● Exercise requirements: Retype every record below exactly as it appears.

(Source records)
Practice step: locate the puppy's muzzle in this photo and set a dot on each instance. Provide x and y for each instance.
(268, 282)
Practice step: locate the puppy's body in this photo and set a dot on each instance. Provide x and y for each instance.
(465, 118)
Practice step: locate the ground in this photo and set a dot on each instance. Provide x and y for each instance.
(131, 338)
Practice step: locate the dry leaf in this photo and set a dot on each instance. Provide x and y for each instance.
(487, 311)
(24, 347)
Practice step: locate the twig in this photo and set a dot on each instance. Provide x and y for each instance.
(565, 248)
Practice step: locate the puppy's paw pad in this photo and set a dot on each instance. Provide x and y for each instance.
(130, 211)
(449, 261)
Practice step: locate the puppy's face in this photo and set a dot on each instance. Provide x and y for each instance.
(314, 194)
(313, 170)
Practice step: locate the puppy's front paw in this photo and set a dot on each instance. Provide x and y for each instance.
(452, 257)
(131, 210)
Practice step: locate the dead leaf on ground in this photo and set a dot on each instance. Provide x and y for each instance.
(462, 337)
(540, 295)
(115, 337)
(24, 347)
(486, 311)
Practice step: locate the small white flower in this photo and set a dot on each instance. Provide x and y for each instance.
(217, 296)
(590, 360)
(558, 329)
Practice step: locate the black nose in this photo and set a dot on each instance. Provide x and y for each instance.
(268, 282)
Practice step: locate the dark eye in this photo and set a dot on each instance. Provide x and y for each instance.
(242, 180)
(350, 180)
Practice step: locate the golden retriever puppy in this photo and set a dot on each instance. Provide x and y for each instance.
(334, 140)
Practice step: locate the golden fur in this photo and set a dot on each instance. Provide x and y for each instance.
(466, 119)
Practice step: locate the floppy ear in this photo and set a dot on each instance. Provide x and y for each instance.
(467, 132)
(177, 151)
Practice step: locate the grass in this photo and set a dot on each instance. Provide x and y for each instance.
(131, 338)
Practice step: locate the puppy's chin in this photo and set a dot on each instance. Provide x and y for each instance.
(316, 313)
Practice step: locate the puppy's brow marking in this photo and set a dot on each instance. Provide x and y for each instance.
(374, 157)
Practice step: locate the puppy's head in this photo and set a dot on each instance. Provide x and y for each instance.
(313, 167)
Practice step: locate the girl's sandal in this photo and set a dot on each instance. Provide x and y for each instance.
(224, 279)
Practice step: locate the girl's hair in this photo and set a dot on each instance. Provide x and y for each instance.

● Written reply:
Practice step: locate the puppy's muzzle in this photo and set a dot on each instance. Provide x and y for each instance.
(268, 282)
Practice step: locate the puppy's body in this photo and set a dot on each instance. Provide x and y for each instance.
(465, 118)
Practice step: locate the ground in this photo and set a dot on each instance. Provide x and y for each instance.
(131, 338)
Practice step: locate the dry leaf in this photo and set a dot on each instance. Provide x and y for each instance.
(487, 311)
(24, 347)
Practice step: locate the twig in this photo and set a dot on each instance. Provide x and y for each instance.
(565, 248)
Practice step: locate the puppy's paw pad in this photo and set a dot on each instance. Provide x and y for each instance.
(130, 211)
(449, 261)
Practice step: locate the puppy's face in this photo and set a dot on each instance. Provide x and y for each instance.
(314, 194)
(313, 170)
Practice step: locate the puppy's front paw in this photo and set a dot on each instance. Provide x and y for each instance.
(452, 257)
(131, 210)
Practice step: locate the dead leaf on ground in this photo and set a dot on each instance. Provide x and y for each instance.
(462, 337)
(540, 295)
(115, 337)
(24, 347)
(486, 311)
Practice step: locate the small white flower in this photo and set a dot on each instance. Provide x and y for each instance.
(217, 296)
(590, 360)
(558, 329)
Practice step: locate the black nose in this photo and set a dot on each instance. Provide x and y for each instance.
(268, 282)
Practice step: locate the dark eye in this photo and set a dot on each instance. Provide x and y for each instance.
(242, 180)
(350, 180)
Practice step: locate the golden retriever puppy in this photo and set a dot on each instance. Provide x and y for each instance.
(334, 140)
Practice step: locate the golden fur in this photo and set a dot on each instance. Provide x and y for each instance.
(466, 119)
Practice step: locate the floppy ear in this photo and set a dot on each instance. Provide x and y for each instance.
(467, 132)
(177, 151)
Practice step: locate the grass in this photo and set a dot on each instance. Provide x and y for each instance.
(131, 338)
Practice step: locate the puppy's chin in this photo and set a dot on each instance. Provide x and y for each instance.
(316, 313)
Practice step: locate the puppy's brow marking in this photo and set a dot on each instance. Provide x and y for each instance.
(374, 157)
Practice step: locate the puppy's head in this photo and set a dot on each instance. Provide x and y for each instance.
(313, 167)
Practice step: locate the girl's sandal in this photo and set a dot on each instance. Provide x and y for each instance.
(224, 279)
Practice step: locate the girl's hair in this photo and set a dot on each instance. Provide x and y for each instance.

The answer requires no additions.